## WHAT NEEDS TO BE DONE
Copy all the data below, putting "upper-left corner" wherever "top-left corner" occurs and leaving everything else as it is.

## SUPPLIED DATA
════════════════════

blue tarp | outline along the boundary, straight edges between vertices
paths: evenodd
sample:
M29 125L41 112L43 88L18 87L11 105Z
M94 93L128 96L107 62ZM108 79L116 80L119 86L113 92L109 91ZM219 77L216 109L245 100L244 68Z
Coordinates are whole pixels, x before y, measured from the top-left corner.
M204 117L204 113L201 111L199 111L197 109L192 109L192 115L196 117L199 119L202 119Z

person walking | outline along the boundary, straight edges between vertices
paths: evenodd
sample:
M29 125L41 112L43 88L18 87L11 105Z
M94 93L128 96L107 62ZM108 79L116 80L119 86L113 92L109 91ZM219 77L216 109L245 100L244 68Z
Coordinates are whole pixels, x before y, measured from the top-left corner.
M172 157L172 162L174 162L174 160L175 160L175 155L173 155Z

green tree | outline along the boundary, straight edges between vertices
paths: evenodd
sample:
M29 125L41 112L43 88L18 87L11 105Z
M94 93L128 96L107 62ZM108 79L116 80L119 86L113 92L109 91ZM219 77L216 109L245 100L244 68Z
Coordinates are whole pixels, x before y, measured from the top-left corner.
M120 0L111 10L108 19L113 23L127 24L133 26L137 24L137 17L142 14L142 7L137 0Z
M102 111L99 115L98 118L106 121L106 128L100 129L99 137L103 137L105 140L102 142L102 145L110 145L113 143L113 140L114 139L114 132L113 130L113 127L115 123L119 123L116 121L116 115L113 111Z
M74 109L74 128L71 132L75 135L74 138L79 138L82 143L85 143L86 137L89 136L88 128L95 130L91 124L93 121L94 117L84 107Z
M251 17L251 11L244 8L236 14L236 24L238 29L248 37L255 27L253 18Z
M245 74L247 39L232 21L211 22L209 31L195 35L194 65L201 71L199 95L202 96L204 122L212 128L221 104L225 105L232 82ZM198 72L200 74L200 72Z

════════════════════

## REPLY TO THE TASK
blue tarp | outline along the boundary, straight edges between vertices
paths: evenodd
sample:
M29 125L41 112L43 88L18 87L11 105Z
M94 93L128 96L107 62ZM108 79L116 80L119 86L113 92L109 91ZM219 77L216 109L245 100L244 68Z
Coordinates are whole pixels, x before y, measured from the upper-left corner.
M204 117L204 113L201 111L199 111L197 109L192 109L192 115L196 117L199 119L202 119Z

person walking | outline along the boundary, straight edges between vertices
paths: evenodd
sample:
M29 125L41 112L43 88L18 87L11 105Z
M94 93L128 96L107 62ZM108 79L116 80L119 86L113 92L109 91ZM219 77L216 109L245 100L244 68Z
Coordinates are whole pixels, x before y, measured from the upper-left corner.
M172 157L172 162L174 162L174 160L175 160L175 155L173 155Z

green tree | outline along the boundary, straight edges between vertices
paths: evenodd
sample:
M29 125L41 112L43 88L18 87L11 105Z
M94 93L128 96L107 62ZM108 79L116 80L119 86L113 92L109 91ZM219 77L216 109L245 100L244 68Z
Coordinates are whole pixels, x before y, measured from the upper-left corner.
M120 0L111 10L108 19L113 23L127 24L133 26L137 24L137 17L142 14L142 7L137 0Z
M102 111L99 115L98 118L106 121L106 128L100 129L99 137L103 137L105 140L102 142L102 145L110 145L113 143L113 140L114 139L114 132L113 130L113 127L115 123L119 123L116 121L116 115L113 111Z
M74 109L74 128L71 132L75 135L74 138L79 138L82 143L85 143L86 137L89 136L88 128L95 130L91 124L93 121L94 117L84 107Z
M251 17L251 11L244 8L236 14L236 24L238 29L248 37L255 27L253 18Z
M245 74L247 39L232 21L211 22L209 31L195 35L194 65L201 71L199 95L202 96L204 122L212 128L221 104L225 105L232 82ZM198 72L200 74L200 72Z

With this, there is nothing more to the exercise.